Rows =>
-=-=-=-=-

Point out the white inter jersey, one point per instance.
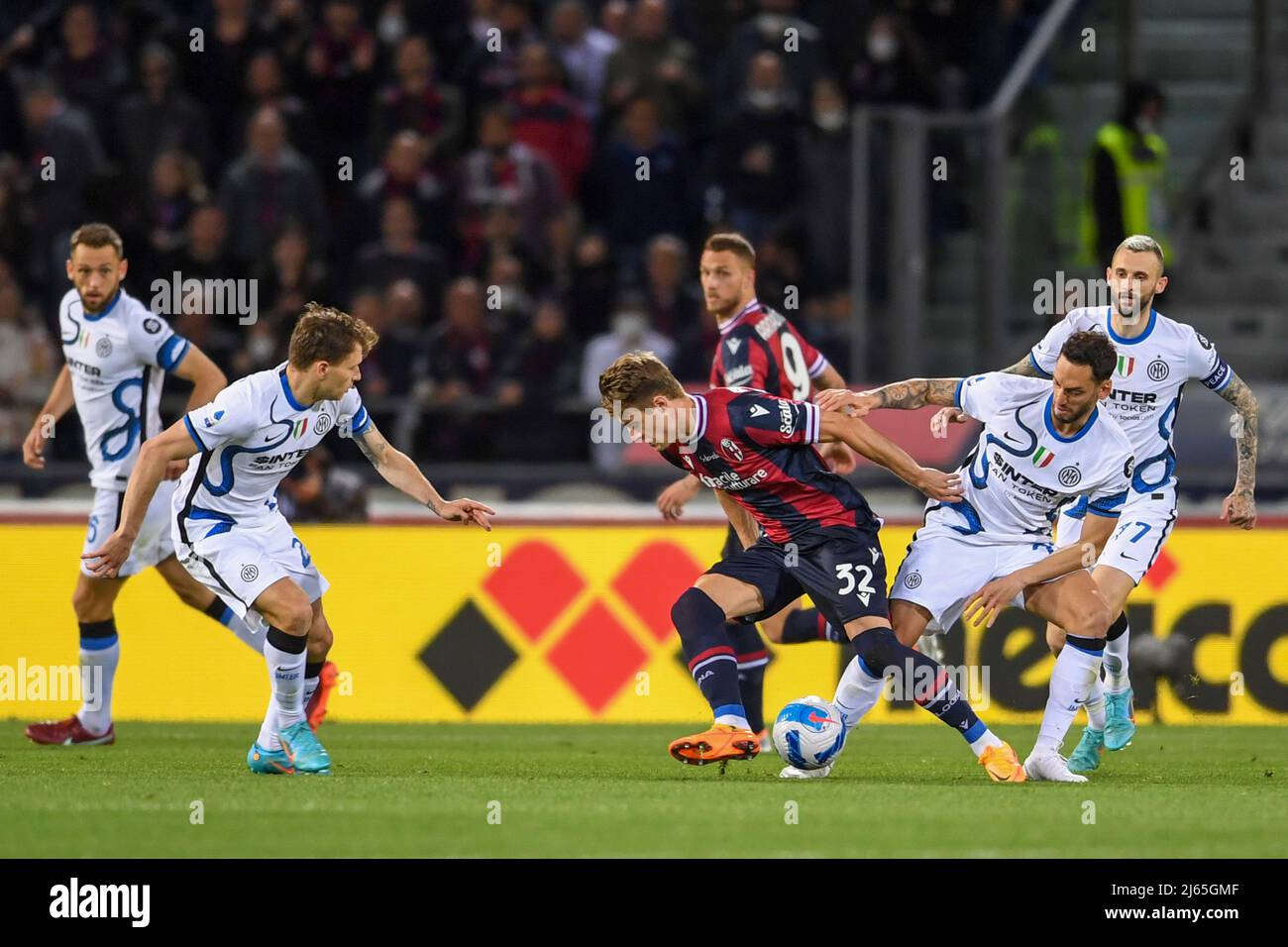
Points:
(250, 437)
(116, 360)
(1021, 471)
(1151, 369)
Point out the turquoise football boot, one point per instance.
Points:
(1120, 719)
(304, 749)
(269, 762)
(1086, 755)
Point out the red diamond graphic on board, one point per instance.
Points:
(596, 657)
(533, 585)
(653, 579)
(1162, 571)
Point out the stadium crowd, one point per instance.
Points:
(465, 175)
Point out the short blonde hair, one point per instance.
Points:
(735, 244)
(634, 379)
(325, 334)
(97, 236)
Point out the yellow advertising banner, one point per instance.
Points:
(572, 622)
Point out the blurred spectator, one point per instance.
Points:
(765, 33)
(400, 256)
(673, 298)
(824, 155)
(593, 286)
(583, 50)
(339, 62)
(403, 174)
(317, 491)
(218, 73)
(893, 68)
(395, 364)
(548, 119)
(629, 331)
(500, 29)
(635, 210)
(505, 171)
(159, 118)
(64, 136)
(27, 368)
(756, 149)
(542, 368)
(267, 187)
(1127, 179)
(175, 189)
(655, 63)
(507, 303)
(295, 274)
(266, 86)
(88, 69)
(463, 352)
(204, 254)
(419, 103)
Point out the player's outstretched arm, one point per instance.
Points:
(60, 401)
(400, 472)
(996, 595)
(881, 450)
(206, 379)
(906, 395)
(1239, 508)
(155, 455)
(742, 522)
(671, 500)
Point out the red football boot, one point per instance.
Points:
(316, 709)
(68, 732)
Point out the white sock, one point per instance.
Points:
(857, 693)
(1096, 706)
(310, 684)
(1116, 663)
(98, 673)
(268, 737)
(1074, 674)
(244, 631)
(286, 676)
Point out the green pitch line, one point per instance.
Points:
(412, 789)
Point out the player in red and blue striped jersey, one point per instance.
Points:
(759, 348)
(819, 538)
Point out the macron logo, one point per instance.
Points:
(102, 900)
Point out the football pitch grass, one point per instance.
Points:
(483, 789)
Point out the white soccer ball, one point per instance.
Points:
(809, 733)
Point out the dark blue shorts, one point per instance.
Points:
(840, 569)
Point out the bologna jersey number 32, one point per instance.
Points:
(857, 579)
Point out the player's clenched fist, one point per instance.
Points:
(939, 486)
(467, 512)
(943, 418)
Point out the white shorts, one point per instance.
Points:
(154, 543)
(940, 573)
(239, 561)
(1144, 525)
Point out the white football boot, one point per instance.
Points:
(1051, 767)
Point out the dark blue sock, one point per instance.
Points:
(919, 678)
(700, 624)
(752, 659)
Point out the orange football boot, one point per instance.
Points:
(721, 742)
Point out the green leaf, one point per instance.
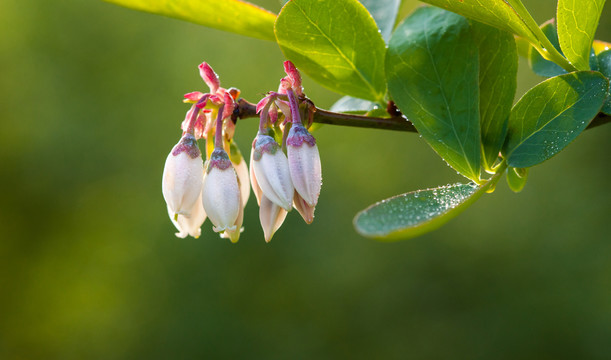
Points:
(409, 215)
(577, 23)
(384, 12)
(604, 63)
(498, 58)
(432, 72)
(235, 16)
(551, 115)
(516, 178)
(502, 14)
(336, 43)
(538, 64)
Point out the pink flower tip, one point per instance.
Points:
(294, 76)
(229, 105)
(210, 77)
(193, 96)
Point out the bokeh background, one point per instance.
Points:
(90, 105)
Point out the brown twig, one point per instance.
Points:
(398, 122)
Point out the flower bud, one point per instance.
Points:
(221, 192)
(182, 177)
(239, 164)
(253, 179)
(304, 163)
(234, 235)
(190, 225)
(306, 211)
(272, 171)
(271, 217)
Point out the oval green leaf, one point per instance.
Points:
(551, 115)
(432, 72)
(501, 14)
(234, 16)
(516, 178)
(409, 215)
(498, 58)
(577, 23)
(538, 64)
(336, 43)
(384, 12)
(604, 63)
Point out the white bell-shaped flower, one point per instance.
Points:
(304, 163)
(272, 171)
(234, 235)
(191, 225)
(221, 192)
(271, 216)
(239, 164)
(182, 177)
(253, 180)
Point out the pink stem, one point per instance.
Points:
(294, 106)
(218, 136)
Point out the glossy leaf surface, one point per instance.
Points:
(516, 178)
(498, 59)
(384, 12)
(551, 115)
(235, 16)
(577, 23)
(498, 13)
(538, 64)
(408, 215)
(336, 43)
(432, 71)
(604, 63)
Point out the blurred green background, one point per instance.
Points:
(90, 106)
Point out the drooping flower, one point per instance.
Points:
(271, 216)
(304, 163)
(221, 192)
(190, 225)
(305, 210)
(272, 171)
(182, 177)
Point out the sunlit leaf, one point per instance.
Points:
(336, 43)
(408, 215)
(498, 59)
(384, 12)
(538, 64)
(235, 16)
(516, 178)
(551, 115)
(498, 13)
(604, 63)
(600, 46)
(577, 23)
(432, 71)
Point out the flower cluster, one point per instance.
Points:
(285, 170)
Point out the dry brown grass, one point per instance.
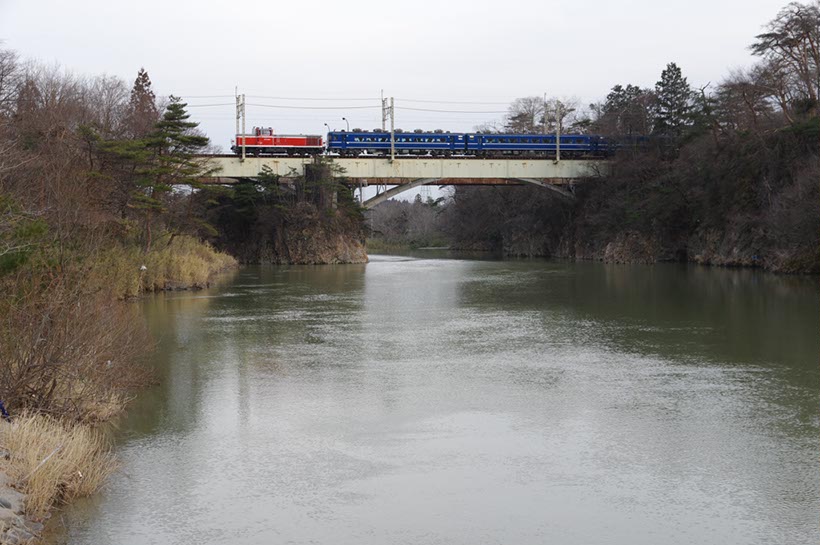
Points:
(185, 262)
(80, 460)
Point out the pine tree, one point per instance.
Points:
(673, 109)
(173, 145)
(142, 107)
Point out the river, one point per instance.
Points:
(433, 400)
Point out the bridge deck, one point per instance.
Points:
(461, 171)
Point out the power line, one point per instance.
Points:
(209, 105)
(313, 98)
(205, 96)
(452, 111)
(453, 102)
(315, 107)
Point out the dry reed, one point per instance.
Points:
(53, 462)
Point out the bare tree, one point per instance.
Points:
(790, 48)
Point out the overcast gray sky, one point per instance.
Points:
(476, 51)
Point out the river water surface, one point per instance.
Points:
(451, 401)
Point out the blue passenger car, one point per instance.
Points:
(529, 144)
(354, 143)
(470, 144)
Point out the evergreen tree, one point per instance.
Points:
(164, 158)
(142, 107)
(673, 108)
(627, 110)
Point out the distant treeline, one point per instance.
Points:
(730, 174)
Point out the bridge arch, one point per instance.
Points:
(399, 189)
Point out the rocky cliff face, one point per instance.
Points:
(304, 236)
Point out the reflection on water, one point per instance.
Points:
(418, 400)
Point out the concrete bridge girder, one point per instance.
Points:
(416, 168)
(390, 193)
(397, 190)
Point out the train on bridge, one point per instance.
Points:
(438, 143)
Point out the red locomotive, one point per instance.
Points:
(263, 142)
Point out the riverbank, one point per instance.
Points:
(50, 452)
(515, 350)
(45, 463)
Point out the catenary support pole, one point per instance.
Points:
(392, 130)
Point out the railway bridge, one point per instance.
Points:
(406, 173)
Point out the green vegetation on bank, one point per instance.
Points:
(312, 219)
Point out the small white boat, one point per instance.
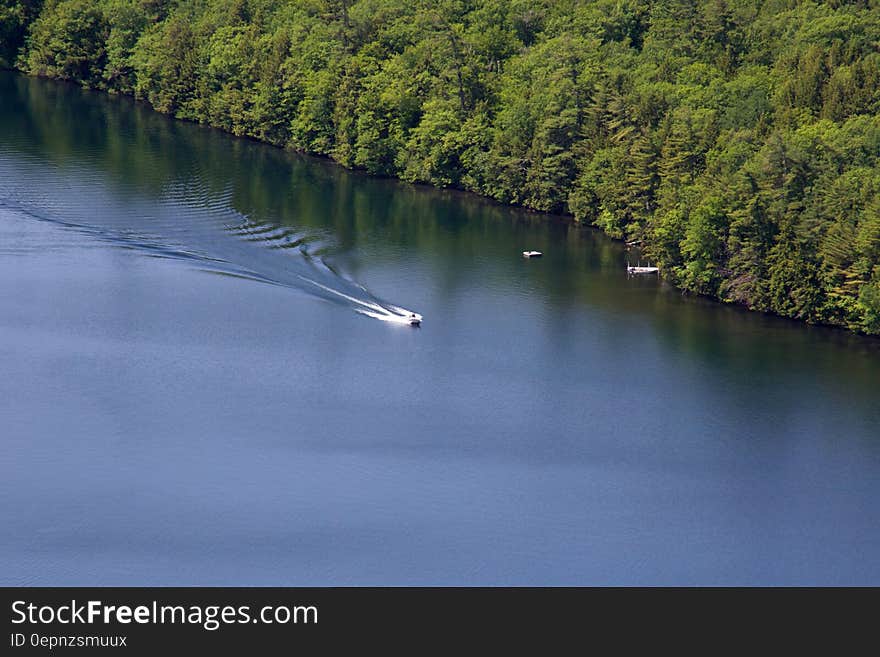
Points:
(642, 270)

-=-=-=-=-

Exercise aim =>
Render every line above as a JSON list of strings, one string per line, with blank lines skipped and the pictures left out.

Answer =>
[
  "Point out the white inter jersey, one point per instance.",
  "Points:",
  "(250, 437)",
  "(116, 360)",
  "(1021, 471)",
  "(1151, 369)",
  "Point out the turquoise football boot, one point per instance.",
  "Points:",
  "(1120, 719)",
  "(304, 749)",
  "(269, 762)",
  "(1086, 755)",
  "Point out the red diamond graphic on board, one point per instance.",
  "Points:",
  "(596, 657)",
  "(533, 585)",
  "(653, 579)",
  "(1162, 571)",
  "Point out the stadium crowd, one point per instance.",
  "Points:",
  "(465, 175)",
  "Point out the short blonde hair, one point per instance.",
  "Points:",
  "(735, 244)",
  "(634, 379)",
  "(325, 334)",
  "(97, 236)",
  "Point out the yellow advertising banner, one point per instance.",
  "Points:",
  "(572, 622)",
  "Point out the blurred spectator, one point per instance.",
  "Points:",
  "(765, 33)",
  "(400, 256)",
  "(673, 298)",
  "(824, 155)",
  "(593, 286)",
  "(583, 50)",
  "(339, 62)",
  "(403, 174)",
  "(317, 491)",
  "(218, 73)",
  "(893, 68)",
  "(395, 364)",
  "(548, 119)",
  "(629, 331)",
  "(500, 29)",
  "(635, 210)",
  "(505, 171)",
  "(159, 118)",
  "(64, 136)",
  "(27, 368)",
  "(756, 149)",
  "(542, 368)",
  "(267, 187)",
  "(1127, 179)",
  "(175, 189)",
  "(655, 63)",
  "(507, 303)",
  "(295, 274)",
  "(266, 86)",
  "(88, 69)",
  "(463, 352)",
  "(204, 254)",
  "(419, 103)",
  "Point out the player's outstretched arm, one point per instance.",
  "Points:",
  "(60, 401)",
  "(400, 472)",
  "(996, 595)",
  "(881, 450)",
  "(206, 379)",
  "(906, 395)",
  "(1239, 508)",
  "(155, 455)",
  "(742, 522)",
  "(671, 500)",
  "Point out the red football boot, one point per instance.",
  "Points:",
  "(316, 709)",
  "(68, 732)",
  "Point out the white sock, one point per instance.",
  "Points:",
  "(857, 693)",
  "(1096, 706)",
  "(310, 684)",
  "(1116, 663)",
  "(98, 673)",
  "(268, 737)",
  "(1074, 674)",
  "(244, 631)",
  "(286, 676)",
  "Point out the green pitch line, one point per instance.",
  "Points:",
  "(412, 789)",
  "Point out the player in red and blue striped jersey, one point per instance.",
  "Points:",
  "(759, 348)",
  "(819, 538)",
  "Point out the macron logo, one point per instance.",
  "Points:",
  "(102, 900)",
  "Point out the football pitch grass, one point per instance.",
  "Points:",
  "(483, 789)",
  "Point out the white soccer ball, one point per instance.",
  "Points:",
  "(809, 733)",
  "Point out the dark blue shorts, one point per instance.",
  "Points:",
  "(840, 569)",
  "Point out the bologna jersey number 32, one point per instance.",
  "Points:",
  "(857, 579)",
  "Point out the player's clenched fist, one point per instance.",
  "Points:",
  "(939, 486)",
  "(467, 512)",
  "(943, 418)",
  "Point out the white shorts, one point per instance.",
  "Points:",
  "(154, 543)",
  "(940, 573)",
  "(239, 561)",
  "(1144, 525)",
  "Point out the white football boot, one point per instance.",
  "Points:",
  "(1051, 767)",
  "Point out the dark blue sock, one point per instance.",
  "Points:",
  "(919, 678)",
  "(700, 624)",
  "(752, 659)",
  "Point out the orange football boot, one point per instance.",
  "Points:",
  "(721, 742)",
  "Point out the green leaf, one point per instance.",
  "Points:",
  "(409, 215)",
  "(577, 23)",
  "(384, 12)",
  "(604, 63)",
  "(498, 58)",
  "(432, 72)",
  "(235, 16)",
  "(551, 115)",
  "(516, 178)",
  "(502, 14)",
  "(336, 43)",
  "(538, 64)",
  "Point out the pink flower tip, one point per instance.",
  "Points:",
  "(294, 76)",
  "(229, 105)",
  "(210, 77)",
  "(193, 96)",
  "Point out the bokeh background, one point per instance.",
  "Points:",
  "(90, 105)",
  "Point out the brown twig, one point per instance.",
  "Points:",
  "(398, 122)",
  "Point out the flower bud, one point per instance.",
  "Points:",
  "(221, 192)",
  "(182, 177)",
  "(239, 164)",
  "(253, 179)",
  "(304, 163)",
  "(234, 235)",
  "(190, 225)",
  "(306, 211)",
  "(272, 171)",
  "(271, 217)",
  "Point out the oval green leaf, one point per instance.",
  "Points:",
  "(551, 115)",
  "(432, 72)",
  "(501, 14)",
  "(234, 16)",
  "(516, 178)",
  "(409, 215)",
  "(498, 58)",
  "(577, 23)",
  "(538, 64)",
  "(336, 43)",
  "(384, 12)",
  "(604, 63)",
  "Point out the white bell-shaped flower, one point per instance.",
  "Points:",
  "(304, 163)",
  "(272, 171)",
  "(234, 235)",
  "(191, 225)",
  "(221, 192)",
  "(271, 216)",
  "(239, 164)",
  "(182, 177)",
  "(253, 180)",
  "Point out the pink stem, one point per instance.",
  "Points:",
  "(294, 106)",
  "(218, 136)",
  "Point out the glossy leaf surface, one point per instance.",
  "Points:",
  "(516, 178)",
  "(498, 59)",
  "(384, 12)",
  "(551, 115)",
  "(235, 16)",
  "(577, 23)",
  "(498, 13)",
  "(538, 64)",
  "(408, 215)",
  "(336, 43)",
  "(432, 71)",
  "(604, 63)",
  "Point out the blurred green background, one point per instance.",
  "Points:",
  "(90, 106)",
  "Point out the drooping flower, one point per instance.",
  "Points:",
  "(271, 216)",
  "(304, 163)",
  "(221, 192)",
  "(190, 225)",
  "(305, 210)",
  "(272, 171)",
  "(182, 177)",
  "Point out the sunlit leaf, one point per instance.",
  "Points:",
  "(336, 43)",
  "(408, 215)",
  "(498, 59)",
  "(384, 12)",
  "(538, 64)",
  "(235, 16)",
  "(516, 178)",
  "(551, 115)",
  "(498, 13)",
  "(604, 63)",
  "(600, 46)",
  "(577, 23)",
  "(432, 71)",
  "Point out the flower cluster, one point per instance.",
  "Points:",
  "(285, 170)",
  "Point out the dry brown grass, one point per instance.",
  "Points:",
  "(185, 262)",
  "(80, 460)",
  "Point out the pine tree, one point per instance.",
  "Points:",
  "(673, 109)",
  "(173, 145)",
  "(142, 107)",
  "Point out the river, one point per instance.",
  "Points:",
  "(433, 400)",
  "Point out the bridge deck, one point per instance.",
  "Points:",
  "(461, 171)",
  "Point out the power line, one point per instance.",
  "Points:",
  "(209, 105)",
  "(313, 98)",
  "(205, 96)",
  "(452, 111)",
  "(453, 102)",
  "(315, 107)",
  "Point out the dry reed, one point per instance.",
  "Points:",
  "(53, 462)",
  "Point out the bare tree, one point per instance.",
  "Points:",
  "(790, 48)",
  "Point out the overcast gray sky, one point per instance.",
  "Points:",
  "(476, 51)",
  "Point out the river water surface, one point per instance.",
  "Points:",
  "(451, 401)",
  "Point out the blue passenger car, one point per instance.",
  "Points:",
  "(529, 144)",
  "(354, 143)",
  "(470, 144)",
  "Point out the evergreen tree, one point per instance.",
  "Points:",
  "(164, 158)",
  "(142, 107)",
  "(673, 108)",
  "(627, 110)",
  "Point out the distant treeline, one point per instance.",
  "Points:",
  "(730, 174)",
  "Point out the bridge arch, one point per instance.",
  "Points:",
  "(399, 189)",
  "Point out the rocky cliff face, one point per instance.",
  "Points:",
  "(304, 236)",
  "Point out the reflection on water, one point per instance.",
  "Points:",
  "(418, 400)",
  "Point out the concrete bridge girder, one point per instance.",
  "Points:",
  "(416, 168)",
  "(390, 193)",
  "(397, 190)",
  "Point out the train on bridge, one point per instance.",
  "Points:",
  "(438, 143)",
  "Point out the red locomotive, one point per instance.",
  "Points:",
  "(263, 142)",
  "Point out the riverbank, one point per instance.",
  "Points:",
  "(50, 452)",
  "(515, 350)",
  "(45, 463)",
  "Point out the catenary support pole, one point per instance.",
  "Points:",
  "(392, 130)",
  "Point out the railway bridge, one point per instance.",
  "Points:",
  "(406, 173)",
  "Point out the green vegetation on bank, one point per instance.",
  "Points:",
  "(312, 219)",
  "Point out the small white boat, one point per instance.",
  "Points:",
  "(642, 270)"
]